▸ Detalles del ejercicio
Traduce al inglés esta oración del extracto sobre Walt Whitman: "Pinta a la verdad como una amante frenética, que invade su cuerpo y, ansiosa de poseerle, lo liberta de sus ropas."

▸ Extracto seleccionado
Quiere puertas sin cerradura y cuerpos en su belleza natural; cree que
santifica cuanto toca o le toca, y hal!a virtud a todo lo corpóreo; él
es “Walt Whitman, un cosmos, el hijo de Manhattan, turbulento, sensual,
carnoso, que come, bebe y engendra, ni más ni menos que todos los demás.
Pinta a la verdad como una amante frenética, que invade su cuerpo y,
ansiosa de poseerle, lo liberta de sus ropas. Pero cuando en la clara
medianoche, libre el alma de ocupaciones y de libros, emerge entera,
silenciosa y contemplativa del día noblemente empleado, medita en los
temas que más la complacen: en la noche, el sueño y la muerte; en el
canto de lo universal, para beneficio del hombre común; en que “es muy
dulce morir avanzando” y caer al pie del árbol primitivo, mordido por
la última serpiente del bosque, con el hacha en las manos.

Registros del conjunto de datos de señalamiento

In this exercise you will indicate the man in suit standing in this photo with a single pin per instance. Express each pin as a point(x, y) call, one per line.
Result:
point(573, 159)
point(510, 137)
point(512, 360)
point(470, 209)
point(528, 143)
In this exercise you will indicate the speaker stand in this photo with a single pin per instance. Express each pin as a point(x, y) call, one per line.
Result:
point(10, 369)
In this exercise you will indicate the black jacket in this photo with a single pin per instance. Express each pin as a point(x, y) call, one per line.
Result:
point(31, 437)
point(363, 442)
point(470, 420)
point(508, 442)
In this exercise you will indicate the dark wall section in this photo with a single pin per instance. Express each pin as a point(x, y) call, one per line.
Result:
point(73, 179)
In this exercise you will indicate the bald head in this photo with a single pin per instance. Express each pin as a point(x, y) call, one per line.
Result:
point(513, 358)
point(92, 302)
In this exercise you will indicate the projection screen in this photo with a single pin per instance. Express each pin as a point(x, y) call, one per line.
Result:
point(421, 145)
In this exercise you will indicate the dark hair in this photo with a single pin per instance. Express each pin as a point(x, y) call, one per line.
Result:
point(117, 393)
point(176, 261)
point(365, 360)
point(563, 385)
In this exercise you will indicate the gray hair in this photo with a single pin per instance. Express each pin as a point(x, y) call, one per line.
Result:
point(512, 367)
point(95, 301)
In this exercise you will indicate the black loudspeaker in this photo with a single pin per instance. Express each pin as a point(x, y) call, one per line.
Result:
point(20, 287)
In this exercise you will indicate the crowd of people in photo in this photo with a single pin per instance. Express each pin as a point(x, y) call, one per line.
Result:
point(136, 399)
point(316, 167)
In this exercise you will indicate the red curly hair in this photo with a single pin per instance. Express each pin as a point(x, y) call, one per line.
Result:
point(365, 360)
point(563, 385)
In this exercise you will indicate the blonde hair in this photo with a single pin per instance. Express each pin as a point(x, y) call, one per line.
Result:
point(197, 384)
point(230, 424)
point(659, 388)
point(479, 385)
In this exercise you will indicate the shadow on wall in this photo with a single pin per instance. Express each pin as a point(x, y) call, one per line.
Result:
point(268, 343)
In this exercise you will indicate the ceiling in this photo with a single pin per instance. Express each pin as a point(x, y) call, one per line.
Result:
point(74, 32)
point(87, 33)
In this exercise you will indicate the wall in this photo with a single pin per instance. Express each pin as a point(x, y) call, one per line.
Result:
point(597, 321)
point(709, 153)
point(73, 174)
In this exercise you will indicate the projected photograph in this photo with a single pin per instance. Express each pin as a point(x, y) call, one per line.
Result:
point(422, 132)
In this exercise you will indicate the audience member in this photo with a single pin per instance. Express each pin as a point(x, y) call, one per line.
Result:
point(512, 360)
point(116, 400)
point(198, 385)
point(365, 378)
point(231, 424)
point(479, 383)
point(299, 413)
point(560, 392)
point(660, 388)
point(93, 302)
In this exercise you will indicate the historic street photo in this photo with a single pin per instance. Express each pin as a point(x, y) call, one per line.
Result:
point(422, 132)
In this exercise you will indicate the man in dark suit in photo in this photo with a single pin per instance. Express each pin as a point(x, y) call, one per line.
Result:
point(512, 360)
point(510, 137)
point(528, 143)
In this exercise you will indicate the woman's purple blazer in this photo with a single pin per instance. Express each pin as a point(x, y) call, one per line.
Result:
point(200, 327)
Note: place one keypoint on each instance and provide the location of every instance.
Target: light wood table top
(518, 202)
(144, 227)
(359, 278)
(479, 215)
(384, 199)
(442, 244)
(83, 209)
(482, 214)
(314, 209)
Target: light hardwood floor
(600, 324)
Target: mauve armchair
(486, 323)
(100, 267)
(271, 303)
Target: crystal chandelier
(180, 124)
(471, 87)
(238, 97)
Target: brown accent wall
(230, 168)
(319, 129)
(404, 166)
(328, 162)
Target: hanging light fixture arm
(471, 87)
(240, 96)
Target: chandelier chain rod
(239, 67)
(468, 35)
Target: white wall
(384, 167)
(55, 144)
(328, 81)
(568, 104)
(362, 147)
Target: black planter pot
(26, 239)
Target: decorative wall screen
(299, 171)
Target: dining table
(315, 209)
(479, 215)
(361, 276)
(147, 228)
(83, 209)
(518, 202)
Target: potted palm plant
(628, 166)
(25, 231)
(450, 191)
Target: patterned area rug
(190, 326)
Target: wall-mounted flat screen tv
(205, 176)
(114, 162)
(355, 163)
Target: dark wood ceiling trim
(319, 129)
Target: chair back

▸ Solución escrita
He paints truth as a frenzied lover who invades his body and, eager to possess him, frees him from his clothes.